Passage:
Experts’ Opinions Confuse Autism Issues

Story by: DAYANE OLIVEIRA / Arts Academy at Benjamin Rush

TUHS Press reporter Dayane Oliveira

With the subject of Autism a variety of information is available on the Internet. However that variety of information can be both positive and negative.

It’s positive to be able to analyze all sides of a subject but when there is a variety of inconsistent information about a medical condition, it can have a negative effect; especially for a parent whose child is taking medicine and receiving treatment that may not be necessary.

Autism is now considered an epidemic but many professionals don’t agree with that. Some claim Autism cases have grown from 1 in every 2,000 Americans to 1 in every 88. Some claim that now it’s easier to diagnose but others disagree. They argue that doctors are misdiagnosing and sometimes even mistaking Autism with other medical conditions.

Different people take differing positions on Autism.

For example, a 2009 study published by the American Academy of Pediatrics showing the prevalence of autism diagnosis produced reactions claiming that over a third of such diagnoses were wrong and the claims of a big “epidemic” were also wrong.

On the other hand, Indiana Congressman Dan Burton feels there is an Autism epidemic, placing the blame on a mercury-based preservative found in vaccines given to children. Burton said his opinion comes from his very complex research including closely watching the condition of an autistic grandson who received seven vaccines containing the mercury preservative in one day shortly before the child was diagnosed with autism.

Others argue that Autism is now easier to recognize following the introduction of new diagnostic subcategories like Asperger’s Syndrome.

All of this can be quite confusing for an ordinary person who looks up Autism and realizes that there is a big inconsistency in the information about it.

People are exposed to all different types of information and eventually have to decide which side seems more reasonable and fits better to their personal case. It’s not an easy chore and people shouldn’t have the responsibility of making such a risky decision especially when it involves their loved ones’ future.

Dataset entries:
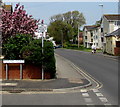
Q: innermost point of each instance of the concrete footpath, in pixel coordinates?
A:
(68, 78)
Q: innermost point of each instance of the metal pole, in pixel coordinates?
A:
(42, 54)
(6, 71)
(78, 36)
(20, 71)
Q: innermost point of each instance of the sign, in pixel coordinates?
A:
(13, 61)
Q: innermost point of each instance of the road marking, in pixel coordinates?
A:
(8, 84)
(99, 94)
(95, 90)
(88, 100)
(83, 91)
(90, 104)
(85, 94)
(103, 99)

---

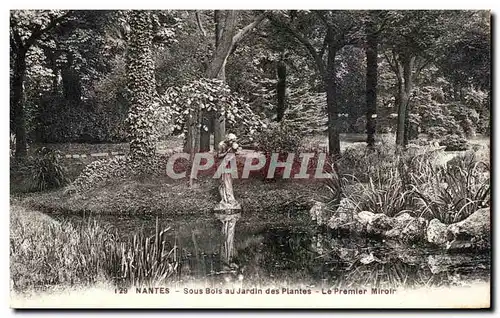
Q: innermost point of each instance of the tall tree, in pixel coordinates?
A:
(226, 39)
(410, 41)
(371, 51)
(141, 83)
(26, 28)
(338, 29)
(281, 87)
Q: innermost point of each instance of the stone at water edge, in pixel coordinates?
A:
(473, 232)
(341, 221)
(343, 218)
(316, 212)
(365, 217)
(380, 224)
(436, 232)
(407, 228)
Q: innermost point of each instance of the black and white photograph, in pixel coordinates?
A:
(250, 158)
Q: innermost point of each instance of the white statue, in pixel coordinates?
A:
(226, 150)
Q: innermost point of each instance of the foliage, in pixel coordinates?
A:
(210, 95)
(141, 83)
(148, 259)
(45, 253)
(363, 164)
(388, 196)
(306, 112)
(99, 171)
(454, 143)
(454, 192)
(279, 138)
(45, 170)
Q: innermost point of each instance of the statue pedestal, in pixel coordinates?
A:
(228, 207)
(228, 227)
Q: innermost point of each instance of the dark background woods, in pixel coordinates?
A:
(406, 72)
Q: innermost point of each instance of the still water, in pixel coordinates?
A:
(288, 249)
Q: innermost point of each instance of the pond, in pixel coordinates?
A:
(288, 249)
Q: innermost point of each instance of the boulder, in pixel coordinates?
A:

Action item A: Write out the part of the autism article starting at "With the subject" and ending at "positions on Autism.", word for word.
Action item B: Extend the autism article beyond its final sentence.

Result A:
With the subject of Autism a variety of information is available on the Internet. However that variety of information can be both positive and negative.

It’s positive to be able to analyze all sides of a subject but when there is a variety of inconsistent information about a medical condition, it can have a negative effect; especially for a parent whose child is taking medicine and receiving treatment that may not be necessary.

Autism is now considered an epidemic but many professionals don’t agree with that. Some claim Autism cases have grown from 1 in every 2,000 Americans to 1 in every 88. Some claim that now it’s easier to diagnose but others disagree. They argue that doctors are misdiagnosing and sometimes even mistaking Autism with other medical conditions.

Different people take differing positions on Autism.

Result B:
It’s difficult to understand the whole concept behind the identification of autism because the symptoms can collide with other medical conditions’ symptoms.

A cousin of mine, who is 10-years-old now, was diagnosed with Autism at age four and later when he was 8-years-old he wasn’t “qualified” for it anymore.

Another cousin of mine was diagnosed with Autism due to her different behavior. She was given prescription medication and therapy but years later it was found that in reality she had hearing hyperacusis (over-sensitivity to certain frequency ranges of sound). This condition caused her to behave the way she did. All she really needed was a hearing device to help her with her hearing problem.

People develop differently at different pace. We can’t all be the same. Some of us are better with language, some with mathematics and logic, while others are better athletes. There are even the ones who are good at everything. We should all be free to be the three-dimensional creatures that we are even if that is not being as social as the majority.

The human craving for control has gotten out of hand leading to the creation of various medical conditions that can’t be treated and serve only to segregate of the minority that behaves differently.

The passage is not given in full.